▶ **What the task requires**
Some entries follow. Reproduce exactly the lines starting at the one with "black shorts, with integer pixel coordinates." and stopping after the one with "Query: player's shoulder".

▶ **Supplied information**
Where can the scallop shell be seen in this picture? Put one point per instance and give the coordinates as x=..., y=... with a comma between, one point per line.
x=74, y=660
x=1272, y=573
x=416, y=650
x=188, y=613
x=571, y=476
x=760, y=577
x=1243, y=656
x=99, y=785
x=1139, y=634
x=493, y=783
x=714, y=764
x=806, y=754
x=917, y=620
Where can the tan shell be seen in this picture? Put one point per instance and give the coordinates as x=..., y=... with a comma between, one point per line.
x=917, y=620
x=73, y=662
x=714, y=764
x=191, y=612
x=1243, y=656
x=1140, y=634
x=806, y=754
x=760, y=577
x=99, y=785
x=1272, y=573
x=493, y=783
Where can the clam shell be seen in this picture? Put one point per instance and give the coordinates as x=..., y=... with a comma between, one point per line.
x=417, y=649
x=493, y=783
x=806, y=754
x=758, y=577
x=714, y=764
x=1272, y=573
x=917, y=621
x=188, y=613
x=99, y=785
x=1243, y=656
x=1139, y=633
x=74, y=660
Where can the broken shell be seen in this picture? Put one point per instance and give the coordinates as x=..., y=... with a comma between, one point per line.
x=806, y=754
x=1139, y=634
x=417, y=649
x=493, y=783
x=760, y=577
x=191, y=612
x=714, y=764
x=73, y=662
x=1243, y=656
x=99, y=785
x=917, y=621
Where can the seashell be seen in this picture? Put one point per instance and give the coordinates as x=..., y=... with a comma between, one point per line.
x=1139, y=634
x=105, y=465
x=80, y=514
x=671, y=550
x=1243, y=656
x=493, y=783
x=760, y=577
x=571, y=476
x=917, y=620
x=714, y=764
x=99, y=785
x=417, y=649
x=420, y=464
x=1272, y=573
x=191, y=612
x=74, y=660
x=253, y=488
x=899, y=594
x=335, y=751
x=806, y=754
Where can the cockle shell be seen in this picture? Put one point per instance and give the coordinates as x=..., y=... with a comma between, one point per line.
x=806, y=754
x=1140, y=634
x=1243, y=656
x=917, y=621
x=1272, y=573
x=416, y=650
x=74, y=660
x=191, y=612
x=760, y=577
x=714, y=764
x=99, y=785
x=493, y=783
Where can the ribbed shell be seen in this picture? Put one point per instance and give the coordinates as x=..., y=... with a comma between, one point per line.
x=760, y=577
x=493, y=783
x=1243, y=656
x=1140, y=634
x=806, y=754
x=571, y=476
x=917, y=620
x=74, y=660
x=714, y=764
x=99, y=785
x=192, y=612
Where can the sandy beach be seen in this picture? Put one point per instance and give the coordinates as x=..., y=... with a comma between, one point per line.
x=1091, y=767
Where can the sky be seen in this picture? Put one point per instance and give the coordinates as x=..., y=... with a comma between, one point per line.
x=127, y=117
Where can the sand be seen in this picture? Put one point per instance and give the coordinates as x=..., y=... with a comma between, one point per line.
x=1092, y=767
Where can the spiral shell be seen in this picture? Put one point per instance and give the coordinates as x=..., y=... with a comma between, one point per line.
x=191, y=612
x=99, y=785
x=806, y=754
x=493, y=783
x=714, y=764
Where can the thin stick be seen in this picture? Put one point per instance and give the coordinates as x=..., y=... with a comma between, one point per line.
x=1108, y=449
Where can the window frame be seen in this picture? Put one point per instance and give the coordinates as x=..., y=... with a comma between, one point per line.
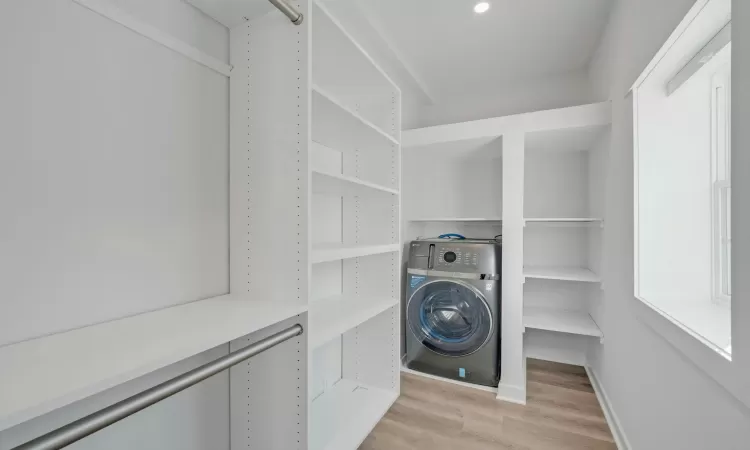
x=721, y=183
x=730, y=375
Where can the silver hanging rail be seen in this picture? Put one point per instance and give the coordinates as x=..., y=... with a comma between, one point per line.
x=92, y=423
x=289, y=11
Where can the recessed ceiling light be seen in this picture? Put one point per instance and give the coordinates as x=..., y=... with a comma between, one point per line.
x=481, y=7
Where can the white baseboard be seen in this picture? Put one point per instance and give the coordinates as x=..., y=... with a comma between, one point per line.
x=513, y=394
x=614, y=423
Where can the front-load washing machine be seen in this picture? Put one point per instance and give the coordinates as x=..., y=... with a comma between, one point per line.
x=453, y=309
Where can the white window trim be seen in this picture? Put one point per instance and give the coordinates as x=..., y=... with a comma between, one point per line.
x=720, y=155
x=728, y=374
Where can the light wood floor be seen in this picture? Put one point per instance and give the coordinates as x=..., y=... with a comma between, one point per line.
x=562, y=413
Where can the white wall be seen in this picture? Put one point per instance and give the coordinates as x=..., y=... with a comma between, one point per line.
x=114, y=195
x=531, y=95
x=661, y=399
x=113, y=168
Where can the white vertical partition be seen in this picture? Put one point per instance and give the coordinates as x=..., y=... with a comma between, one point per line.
x=513, y=364
x=269, y=227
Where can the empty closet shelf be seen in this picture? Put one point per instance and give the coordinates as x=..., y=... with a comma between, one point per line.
x=344, y=415
x=333, y=316
x=457, y=219
x=337, y=184
x=560, y=321
x=563, y=220
x=561, y=273
x=336, y=126
x=43, y=374
x=332, y=252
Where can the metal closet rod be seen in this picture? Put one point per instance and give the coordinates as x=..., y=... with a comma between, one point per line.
x=103, y=418
x=290, y=11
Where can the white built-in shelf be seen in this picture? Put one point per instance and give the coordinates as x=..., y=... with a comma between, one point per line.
x=43, y=374
x=331, y=317
x=582, y=138
x=332, y=183
x=340, y=128
x=564, y=220
x=578, y=126
x=572, y=322
x=457, y=219
x=561, y=273
x=343, y=416
x=332, y=252
x=232, y=13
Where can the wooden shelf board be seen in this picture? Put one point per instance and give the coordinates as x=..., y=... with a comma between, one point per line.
x=331, y=317
x=343, y=416
x=571, y=322
x=43, y=374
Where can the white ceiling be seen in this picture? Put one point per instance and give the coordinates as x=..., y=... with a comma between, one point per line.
x=449, y=50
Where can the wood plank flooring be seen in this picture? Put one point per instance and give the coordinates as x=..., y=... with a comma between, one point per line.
x=562, y=413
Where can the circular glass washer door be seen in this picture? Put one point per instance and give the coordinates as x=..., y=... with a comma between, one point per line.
x=451, y=318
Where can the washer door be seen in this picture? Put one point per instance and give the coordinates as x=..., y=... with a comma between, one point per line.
x=451, y=318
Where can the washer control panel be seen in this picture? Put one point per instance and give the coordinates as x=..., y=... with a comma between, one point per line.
x=468, y=256
x=456, y=256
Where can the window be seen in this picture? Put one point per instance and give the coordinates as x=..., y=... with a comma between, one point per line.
x=683, y=179
x=720, y=172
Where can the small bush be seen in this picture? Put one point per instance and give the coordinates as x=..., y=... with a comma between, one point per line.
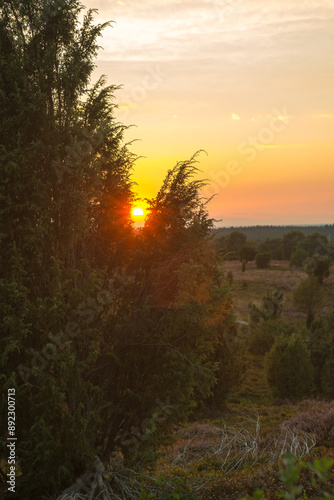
x=319, y=266
x=264, y=335
x=288, y=368
x=262, y=260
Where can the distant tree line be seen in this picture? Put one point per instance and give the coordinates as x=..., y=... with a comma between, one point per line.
x=259, y=233
x=313, y=252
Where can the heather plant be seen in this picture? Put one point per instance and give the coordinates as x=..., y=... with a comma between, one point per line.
x=318, y=422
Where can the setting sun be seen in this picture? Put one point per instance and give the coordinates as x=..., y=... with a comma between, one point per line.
x=137, y=211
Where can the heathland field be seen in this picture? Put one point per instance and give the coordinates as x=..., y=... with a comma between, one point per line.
x=229, y=451
x=253, y=284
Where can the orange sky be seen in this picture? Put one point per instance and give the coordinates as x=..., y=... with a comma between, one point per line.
x=249, y=81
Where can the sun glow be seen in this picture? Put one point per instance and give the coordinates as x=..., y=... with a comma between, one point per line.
x=138, y=211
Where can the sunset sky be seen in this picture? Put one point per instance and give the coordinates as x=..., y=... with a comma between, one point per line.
x=251, y=82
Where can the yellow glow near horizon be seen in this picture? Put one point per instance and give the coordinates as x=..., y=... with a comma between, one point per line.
x=269, y=144
x=138, y=211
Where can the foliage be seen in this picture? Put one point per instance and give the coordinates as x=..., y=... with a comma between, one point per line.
x=98, y=321
x=319, y=422
x=262, y=259
x=319, y=267
x=308, y=297
x=247, y=252
x=270, y=308
x=288, y=368
x=321, y=347
x=264, y=335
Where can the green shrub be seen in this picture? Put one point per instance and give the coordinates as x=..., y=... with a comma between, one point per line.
x=262, y=260
x=263, y=336
x=319, y=266
x=288, y=368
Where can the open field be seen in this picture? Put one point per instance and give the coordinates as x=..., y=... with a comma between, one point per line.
x=227, y=452
x=253, y=284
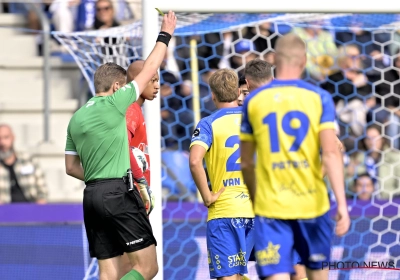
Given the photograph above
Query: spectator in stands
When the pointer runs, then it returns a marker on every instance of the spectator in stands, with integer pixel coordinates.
(64, 14)
(379, 161)
(321, 50)
(243, 90)
(363, 187)
(351, 92)
(21, 179)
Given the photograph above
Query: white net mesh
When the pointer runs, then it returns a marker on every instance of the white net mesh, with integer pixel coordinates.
(354, 57)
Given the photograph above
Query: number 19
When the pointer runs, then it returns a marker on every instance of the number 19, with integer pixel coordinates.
(299, 133)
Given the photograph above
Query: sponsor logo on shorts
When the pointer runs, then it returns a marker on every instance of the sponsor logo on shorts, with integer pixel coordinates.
(238, 259)
(218, 262)
(242, 222)
(317, 258)
(196, 132)
(134, 242)
(269, 255)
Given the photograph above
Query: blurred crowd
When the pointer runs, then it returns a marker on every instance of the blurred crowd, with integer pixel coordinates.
(360, 68)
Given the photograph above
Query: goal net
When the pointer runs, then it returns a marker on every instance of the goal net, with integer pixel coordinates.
(355, 57)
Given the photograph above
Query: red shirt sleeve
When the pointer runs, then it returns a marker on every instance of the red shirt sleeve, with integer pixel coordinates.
(131, 121)
(136, 170)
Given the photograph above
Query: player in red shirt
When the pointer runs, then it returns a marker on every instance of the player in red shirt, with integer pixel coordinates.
(137, 128)
(137, 138)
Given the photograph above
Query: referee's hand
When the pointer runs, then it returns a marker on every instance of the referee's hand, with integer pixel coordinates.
(146, 194)
(169, 23)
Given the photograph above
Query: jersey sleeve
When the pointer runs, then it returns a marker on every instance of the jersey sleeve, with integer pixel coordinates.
(137, 172)
(132, 120)
(70, 148)
(125, 96)
(202, 135)
(246, 130)
(328, 114)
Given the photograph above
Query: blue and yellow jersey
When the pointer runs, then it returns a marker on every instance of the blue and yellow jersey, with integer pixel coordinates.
(219, 135)
(284, 119)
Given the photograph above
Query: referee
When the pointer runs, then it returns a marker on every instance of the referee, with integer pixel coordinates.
(97, 152)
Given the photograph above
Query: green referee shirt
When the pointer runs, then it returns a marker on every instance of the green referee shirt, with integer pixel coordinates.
(97, 133)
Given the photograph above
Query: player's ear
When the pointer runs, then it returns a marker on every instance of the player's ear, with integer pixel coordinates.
(304, 61)
(247, 84)
(116, 86)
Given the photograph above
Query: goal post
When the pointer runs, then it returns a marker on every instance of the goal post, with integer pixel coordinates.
(153, 127)
(289, 6)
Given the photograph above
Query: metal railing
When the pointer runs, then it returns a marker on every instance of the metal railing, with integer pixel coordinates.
(45, 23)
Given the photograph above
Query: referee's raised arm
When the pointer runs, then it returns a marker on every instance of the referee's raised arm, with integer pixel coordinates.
(96, 152)
(153, 62)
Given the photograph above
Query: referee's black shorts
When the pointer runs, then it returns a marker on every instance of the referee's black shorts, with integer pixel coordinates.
(115, 219)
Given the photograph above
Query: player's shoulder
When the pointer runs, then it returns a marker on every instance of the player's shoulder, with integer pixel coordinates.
(224, 112)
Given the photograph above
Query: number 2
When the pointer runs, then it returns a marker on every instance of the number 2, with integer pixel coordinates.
(231, 163)
(298, 133)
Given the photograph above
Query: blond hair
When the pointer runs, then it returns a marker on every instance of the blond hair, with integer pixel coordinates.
(224, 85)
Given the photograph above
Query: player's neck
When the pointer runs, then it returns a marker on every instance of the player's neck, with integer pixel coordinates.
(140, 101)
(221, 105)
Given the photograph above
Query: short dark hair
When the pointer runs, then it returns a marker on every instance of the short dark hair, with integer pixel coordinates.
(258, 70)
(106, 75)
(242, 80)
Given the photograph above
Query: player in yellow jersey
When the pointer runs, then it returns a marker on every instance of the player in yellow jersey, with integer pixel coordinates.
(259, 73)
(230, 214)
(287, 122)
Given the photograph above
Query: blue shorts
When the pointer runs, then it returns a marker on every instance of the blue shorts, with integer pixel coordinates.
(279, 240)
(229, 243)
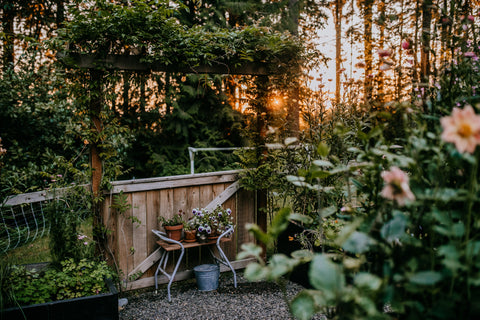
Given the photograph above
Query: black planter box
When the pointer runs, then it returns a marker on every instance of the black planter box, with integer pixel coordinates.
(98, 307)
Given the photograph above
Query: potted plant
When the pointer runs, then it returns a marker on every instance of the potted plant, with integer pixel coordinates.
(210, 225)
(201, 222)
(190, 230)
(222, 219)
(173, 226)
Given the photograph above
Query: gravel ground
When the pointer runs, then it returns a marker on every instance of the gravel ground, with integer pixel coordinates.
(259, 300)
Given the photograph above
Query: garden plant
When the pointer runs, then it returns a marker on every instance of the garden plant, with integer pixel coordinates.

▶ **Problem solution**
When the pointer runs, then it returns a marker on every instance of the referee's black shorts, with integer pixel coordinates.
(115, 219)
Given the photograph above
Query: player's shoulder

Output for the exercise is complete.